- SHORT TASK: Locate every line in the records below that contains the string "bamboo" and copy each of those lines.

── TASK INPUTS ──

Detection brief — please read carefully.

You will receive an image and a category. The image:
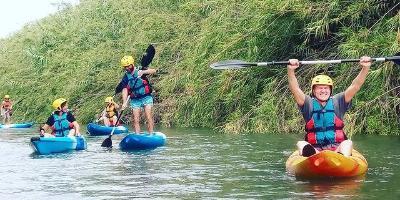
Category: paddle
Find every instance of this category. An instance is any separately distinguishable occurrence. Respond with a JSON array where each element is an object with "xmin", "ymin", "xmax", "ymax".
[
  {"xmin": 115, "ymin": 44, "xmax": 156, "ymax": 94},
  {"xmin": 101, "ymin": 95, "xmax": 130, "ymax": 147},
  {"xmin": 101, "ymin": 44, "xmax": 156, "ymax": 147},
  {"xmin": 210, "ymin": 52, "xmax": 400, "ymax": 70}
]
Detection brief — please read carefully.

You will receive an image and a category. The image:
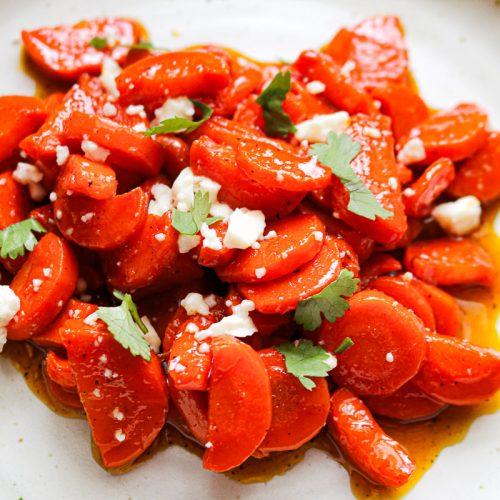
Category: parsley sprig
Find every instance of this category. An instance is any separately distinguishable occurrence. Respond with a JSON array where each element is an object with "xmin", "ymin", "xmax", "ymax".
[
  {"xmin": 0, "ymin": 219, "xmax": 47, "ymax": 259},
  {"xmin": 293, "ymin": 269, "xmax": 359, "ymax": 331},
  {"xmin": 96, "ymin": 290, "xmax": 151, "ymax": 361},
  {"xmin": 256, "ymin": 71, "xmax": 297, "ymax": 137},
  {"xmin": 309, "ymin": 132, "xmax": 394, "ymax": 220}
]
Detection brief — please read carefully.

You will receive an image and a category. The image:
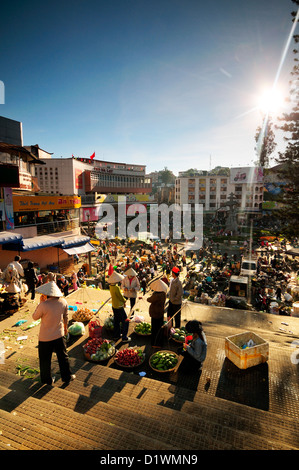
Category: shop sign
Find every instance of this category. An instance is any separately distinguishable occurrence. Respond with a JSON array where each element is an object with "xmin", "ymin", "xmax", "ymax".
[{"xmin": 13, "ymin": 195, "xmax": 81, "ymax": 212}]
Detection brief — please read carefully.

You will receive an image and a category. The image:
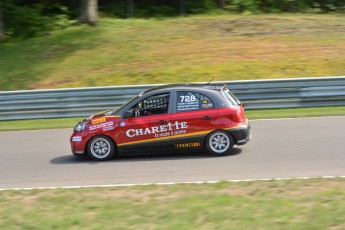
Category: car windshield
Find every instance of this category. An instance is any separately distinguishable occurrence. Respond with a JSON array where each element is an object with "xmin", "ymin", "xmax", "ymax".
[
  {"xmin": 222, "ymin": 89, "xmax": 241, "ymax": 105},
  {"xmin": 112, "ymin": 94, "xmax": 142, "ymax": 114}
]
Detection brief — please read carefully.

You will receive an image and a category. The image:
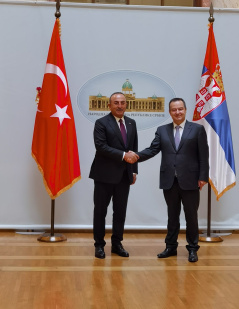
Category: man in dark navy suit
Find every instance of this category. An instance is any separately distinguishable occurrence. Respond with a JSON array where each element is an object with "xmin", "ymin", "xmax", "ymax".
[
  {"xmin": 135, "ymin": 98, "xmax": 209, "ymax": 262},
  {"xmin": 89, "ymin": 92, "xmax": 138, "ymax": 259}
]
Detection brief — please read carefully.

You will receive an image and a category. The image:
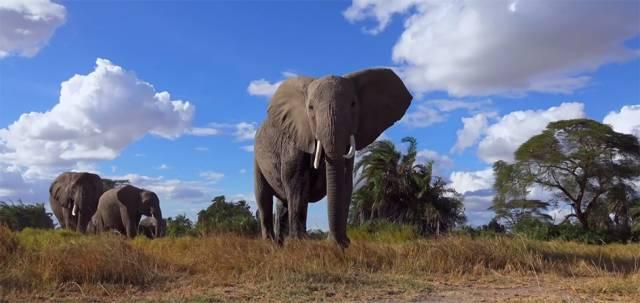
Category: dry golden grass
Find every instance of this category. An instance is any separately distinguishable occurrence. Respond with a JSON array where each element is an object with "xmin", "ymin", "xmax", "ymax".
[{"xmin": 0, "ymin": 227, "xmax": 640, "ymax": 301}]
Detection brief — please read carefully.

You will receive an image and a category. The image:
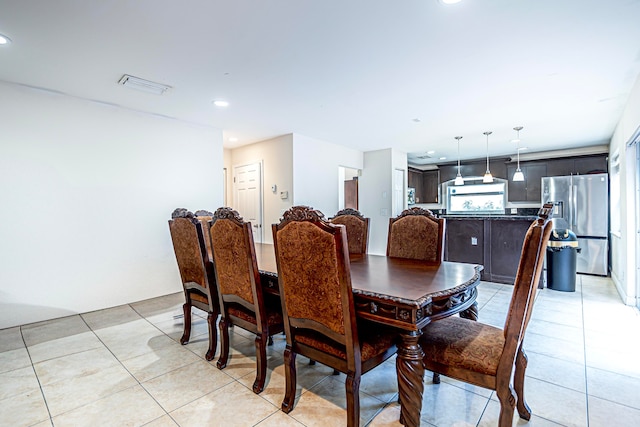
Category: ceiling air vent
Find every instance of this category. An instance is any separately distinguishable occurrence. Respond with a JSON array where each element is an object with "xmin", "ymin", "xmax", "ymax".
[{"xmin": 118, "ymin": 74, "xmax": 171, "ymax": 95}]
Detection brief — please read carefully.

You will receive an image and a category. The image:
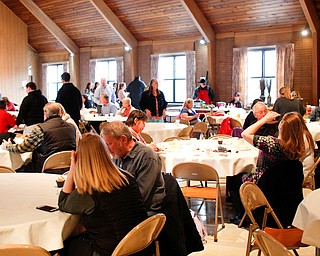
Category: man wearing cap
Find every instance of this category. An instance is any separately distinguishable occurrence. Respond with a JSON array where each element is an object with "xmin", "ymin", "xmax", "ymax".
[
  {"xmin": 229, "ymin": 92, "xmax": 242, "ymax": 108},
  {"xmin": 193, "ymin": 78, "xmax": 214, "ymax": 104}
]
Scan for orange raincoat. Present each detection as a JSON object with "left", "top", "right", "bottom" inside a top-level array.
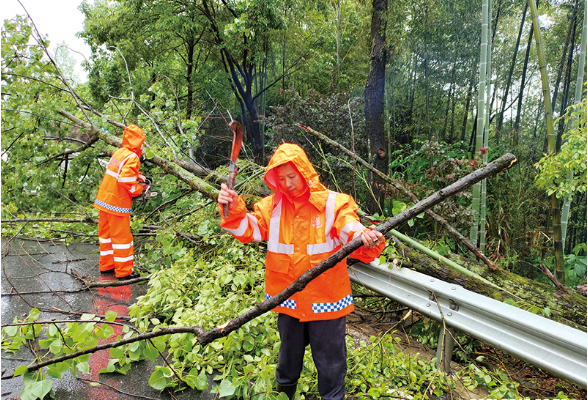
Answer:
[
  {"left": 219, "top": 143, "right": 384, "bottom": 322},
  {"left": 94, "top": 125, "right": 145, "bottom": 278}
]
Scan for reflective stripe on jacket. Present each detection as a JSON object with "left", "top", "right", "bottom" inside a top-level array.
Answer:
[
  {"left": 94, "top": 125, "right": 145, "bottom": 215},
  {"left": 219, "top": 144, "right": 384, "bottom": 321}
]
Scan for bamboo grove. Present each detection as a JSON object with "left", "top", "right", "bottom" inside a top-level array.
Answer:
[{"left": 1, "top": 0, "right": 588, "bottom": 398}]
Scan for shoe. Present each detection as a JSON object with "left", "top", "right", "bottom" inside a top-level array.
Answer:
[
  {"left": 278, "top": 382, "right": 298, "bottom": 400},
  {"left": 116, "top": 272, "right": 141, "bottom": 281}
]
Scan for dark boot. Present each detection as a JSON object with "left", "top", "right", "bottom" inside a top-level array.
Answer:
[{"left": 278, "top": 382, "right": 298, "bottom": 400}]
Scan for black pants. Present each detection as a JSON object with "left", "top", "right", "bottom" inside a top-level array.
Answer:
[{"left": 276, "top": 314, "right": 347, "bottom": 400}]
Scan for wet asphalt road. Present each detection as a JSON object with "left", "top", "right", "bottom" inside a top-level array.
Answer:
[{"left": 1, "top": 238, "right": 218, "bottom": 400}]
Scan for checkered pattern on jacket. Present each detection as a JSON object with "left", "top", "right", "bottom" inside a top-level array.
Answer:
[
  {"left": 312, "top": 295, "right": 353, "bottom": 314},
  {"left": 265, "top": 293, "right": 296, "bottom": 310}
]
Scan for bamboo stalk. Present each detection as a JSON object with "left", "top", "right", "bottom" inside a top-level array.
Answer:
[
  {"left": 561, "top": 0, "right": 588, "bottom": 251},
  {"left": 390, "top": 229, "right": 504, "bottom": 290},
  {"left": 480, "top": 0, "right": 492, "bottom": 253},
  {"left": 529, "top": 0, "right": 565, "bottom": 282},
  {"left": 296, "top": 124, "right": 500, "bottom": 271},
  {"left": 470, "top": 0, "right": 488, "bottom": 246}
]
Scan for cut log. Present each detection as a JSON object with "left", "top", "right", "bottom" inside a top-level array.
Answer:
[{"left": 389, "top": 237, "right": 587, "bottom": 332}]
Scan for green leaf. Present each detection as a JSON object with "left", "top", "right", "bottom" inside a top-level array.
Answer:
[
  {"left": 110, "top": 347, "right": 125, "bottom": 359},
  {"left": 504, "top": 298, "right": 519, "bottom": 308},
  {"left": 143, "top": 344, "right": 159, "bottom": 361},
  {"left": 104, "top": 310, "right": 116, "bottom": 322},
  {"left": 76, "top": 361, "right": 90, "bottom": 374},
  {"left": 80, "top": 314, "right": 96, "bottom": 321},
  {"left": 218, "top": 379, "right": 237, "bottom": 397},
  {"left": 31, "top": 379, "right": 53, "bottom": 399},
  {"left": 98, "top": 358, "right": 118, "bottom": 374},
  {"left": 2, "top": 326, "right": 18, "bottom": 336},
  {"left": 149, "top": 369, "right": 169, "bottom": 391},
  {"left": 27, "top": 308, "right": 41, "bottom": 322}
]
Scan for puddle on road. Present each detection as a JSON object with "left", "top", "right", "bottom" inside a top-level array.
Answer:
[{"left": 1, "top": 238, "right": 216, "bottom": 400}]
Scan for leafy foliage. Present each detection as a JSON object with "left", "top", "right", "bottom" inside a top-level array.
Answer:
[{"left": 536, "top": 94, "right": 588, "bottom": 197}]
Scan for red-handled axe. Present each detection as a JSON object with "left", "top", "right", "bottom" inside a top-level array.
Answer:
[{"left": 223, "top": 120, "right": 243, "bottom": 218}]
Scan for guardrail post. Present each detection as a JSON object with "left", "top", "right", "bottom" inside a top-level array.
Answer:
[{"left": 435, "top": 324, "right": 455, "bottom": 374}]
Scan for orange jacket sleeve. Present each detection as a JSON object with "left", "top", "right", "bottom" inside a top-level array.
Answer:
[
  {"left": 218, "top": 197, "right": 272, "bottom": 243},
  {"left": 333, "top": 193, "right": 386, "bottom": 263},
  {"left": 118, "top": 157, "right": 143, "bottom": 197}
]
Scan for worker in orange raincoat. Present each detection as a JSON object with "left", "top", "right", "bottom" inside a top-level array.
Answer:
[
  {"left": 94, "top": 125, "right": 146, "bottom": 279},
  {"left": 218, "top": 143, "right": 384, "bottom": 400}
]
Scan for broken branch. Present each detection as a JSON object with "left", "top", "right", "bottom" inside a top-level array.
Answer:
[{"left": 296, "top": 124, "right": 500, "bottom": 271}]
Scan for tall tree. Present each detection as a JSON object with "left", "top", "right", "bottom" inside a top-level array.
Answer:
[
  {"left": 470, "top": 0, "right": 488, "bottom": 246},
  {"left": 364, "top": 0, "right": 388, "bottom": 213},
  {"left": 496, "top": 3, "right": 529, "bottom": 138},
  {"left": 561, "top": 0, "right": 588, "bottom": 251},
  {"left": 529, "top": 0, "right": 565, "bottom": 282}
]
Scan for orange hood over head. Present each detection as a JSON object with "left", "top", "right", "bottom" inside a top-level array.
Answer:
[
  {"left": 122, "top": 125, "right": 145, "bottom": 151},
  {"left": 264, "top": 143, "right": 328, "bottom": 209}
]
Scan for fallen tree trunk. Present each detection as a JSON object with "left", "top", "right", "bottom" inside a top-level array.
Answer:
[
  {"left": 198, "top": 154, "right": 516, "bottom": 345},
  {"left": 390, "top": 237, "right": 587, "bottom": 332},
  {"left": 59, "top": 110, "right": 218, "bottom": 201},
  {"left": 296, "top": 124, "right": 500, "bottom": 271},
  {"left": 1, "top": 154, "right": 516, "bottom": 379}
]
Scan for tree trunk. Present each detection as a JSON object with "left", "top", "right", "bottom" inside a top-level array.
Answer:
[
  {"left": 529, "top": 0, "right": 565, "bottom": 282},
  {"left": 514, "top": 23, "right": 539, "bottom": 131},
  {"left": 553, "top": 4, "right": 578, "bottom": 153},
  {"left": 461, "top": 70, "right": 475, "bottom": 142},
  {"left": 551, "top": 0, "right": 579, "bottom": 119},
  {"left": 496, "top": 3, "right": 529, "bottom": 136},
  {"left": 365, "top": 0, "right": 388, "bottom": 214}
]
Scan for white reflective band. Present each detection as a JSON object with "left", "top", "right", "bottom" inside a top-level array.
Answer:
[
  {"left": 325, "top": 191, "right": 337, "bottom": 233},
  {"left": 306, "top": 238, "right": 340, "bottom": 255},
  {"left": 339, "top": 221, "right": 365, "bottom": 244},
  {"left": 114, "top": 256, "right": 133, "bottom": 262},
  {"left": 117, "top": 153, "right": 137, "bottom": 176},
  {"left": 223, "top": 216, "right": 247, "bottom": 236},
  {"left": 118, "top": 176, "right": 137, "bottom": 183},
  {"left": 306, "top": 191, "right": 341, "bottom": 255},
  {"left": 267, "top": 199, "right": 294, "bottom": 254},
  {"left": 112, "top": 242, "right": 133, "bottom": 249},
  {"left": 223, "top": 214, "right": 261, "bottom": 242}
]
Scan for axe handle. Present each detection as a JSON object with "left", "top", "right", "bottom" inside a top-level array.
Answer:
[{"left": 223, "top": 161, "right": 237, "bottom": 218}]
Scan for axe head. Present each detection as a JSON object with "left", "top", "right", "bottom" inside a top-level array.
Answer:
[{"left": 229, "top": 120, "right": 243, "bottom": 162}]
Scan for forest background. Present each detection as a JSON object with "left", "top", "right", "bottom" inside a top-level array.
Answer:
[{"left": 2, "top": 0, "right": 587, "bottom": 395}]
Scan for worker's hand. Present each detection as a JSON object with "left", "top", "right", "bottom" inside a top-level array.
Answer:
[
  {"left": 218, "top": 183, "right": 239, "bottom": 210},
  {"left": 361, "top": 225, "right": 384, "bottom": 250}
]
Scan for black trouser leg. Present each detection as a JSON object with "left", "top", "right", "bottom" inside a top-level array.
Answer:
[
  {"left": 276, "top": 314, "right": 309, "bottom": 385},
  {"left": 308, "top": 317, "right": 347, "bottom": 400},
  {"left": 276, "top": 314, "right": 347, "bottom": 400}
]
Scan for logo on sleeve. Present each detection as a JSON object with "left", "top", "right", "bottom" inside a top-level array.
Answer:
[{"left": 310, "top": 215, "right": 323, "bottom": 229}]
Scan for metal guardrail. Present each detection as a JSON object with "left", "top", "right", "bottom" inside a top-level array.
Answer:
[{"left": 349, "top": 261, "right": 587, "bottom": 388}]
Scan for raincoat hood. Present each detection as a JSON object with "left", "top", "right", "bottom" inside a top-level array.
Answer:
[
  {"left": 121, "top": 125, "right": 145, "bottom": 152},
  {"left": 264, "top": 143, "right": 329, "bottom": 210}
]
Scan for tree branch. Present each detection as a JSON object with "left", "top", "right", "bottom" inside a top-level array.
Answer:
[
  {"left": 296, "top": 124, "right": 500, "bottom": 271},
  {"left": 1, "top": 154, "right": 516, "bottom": 380}
]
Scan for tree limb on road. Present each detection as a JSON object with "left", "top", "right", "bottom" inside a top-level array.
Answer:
[{"left": 1, "top": 154, "right": 516, "bottom": 379}]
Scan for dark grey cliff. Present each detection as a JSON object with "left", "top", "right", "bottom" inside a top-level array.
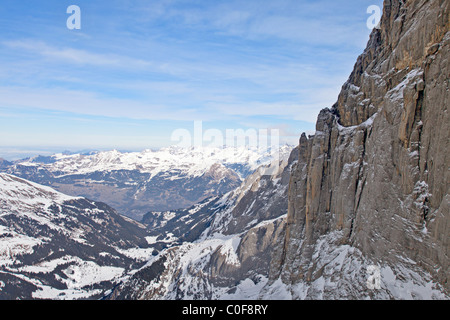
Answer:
[{"left": 263, "top": 0, "right": 450, "bottom": 298}]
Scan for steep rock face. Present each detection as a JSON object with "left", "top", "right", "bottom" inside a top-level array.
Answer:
[{"left": 268, "top": 0, "right": 450, "bottom": 298}]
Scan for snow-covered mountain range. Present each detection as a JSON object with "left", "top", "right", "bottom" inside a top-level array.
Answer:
[
  {"left": 0, "top": 146, "right": 292, "bottom": 220},
  {"left": 0, "top": 173, "right": 155, "bottom": 299}
]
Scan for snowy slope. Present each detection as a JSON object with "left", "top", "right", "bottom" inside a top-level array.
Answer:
[
  {"left": 0, "top": 173, "right": 153, "bottom": 299},
  {"left": 109, "top": 149, "right": 298, "bottom": 299},
  {"left": 4, "top": 146, "right": 291, "bottom": 220},
  {"left": 17, "top": 146, "right": 291, "bottom": 179}
]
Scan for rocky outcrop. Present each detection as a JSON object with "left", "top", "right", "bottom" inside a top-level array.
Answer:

───

- COMPLETE OUTPUT:
Scan for bamboo grove. Present each detection as a JSON object with "left", "top", "right", "bottom" inside a top-level array.
Scan for bamboo stalk. Present each detection as a JSON object with "left", "top", "right", "bottom" inside a top-level array.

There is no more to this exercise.